--- START Supplied material ---
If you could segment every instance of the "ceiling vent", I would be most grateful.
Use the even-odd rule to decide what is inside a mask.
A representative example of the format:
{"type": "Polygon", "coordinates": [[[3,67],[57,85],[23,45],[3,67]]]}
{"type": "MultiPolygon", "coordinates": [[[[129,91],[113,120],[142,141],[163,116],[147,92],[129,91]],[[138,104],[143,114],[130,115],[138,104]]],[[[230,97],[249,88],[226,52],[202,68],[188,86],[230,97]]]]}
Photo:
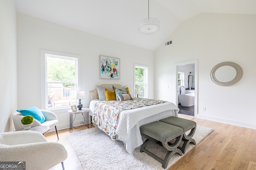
--- END Supplied material ---
» **The problem**
Rewrite the records, replacing "ceiling vent" with "air vent" and keeping everything else the same. Omit the pictures from your answer.

» **Task result**
If you could segment every instance of the "air vent", I would be most grateful.
Use the even-odd rule to decide what is inside a mask.
A representative example of the format:
{"type": "Polygon", "coordinates": [[[3,67],[57,85],[23,45],[3,67]]]}
{"type": "MultiPolygon", "coordinates": [[[[129,91],[113,120],[142,141],[163,116],[147,92],[129,91]],[[138,104],[143,114],[130,115],[138,104]]],[[[230,97],[249,88],[226,52],[202,68],[188,86],[230,97]]]]}
Photo:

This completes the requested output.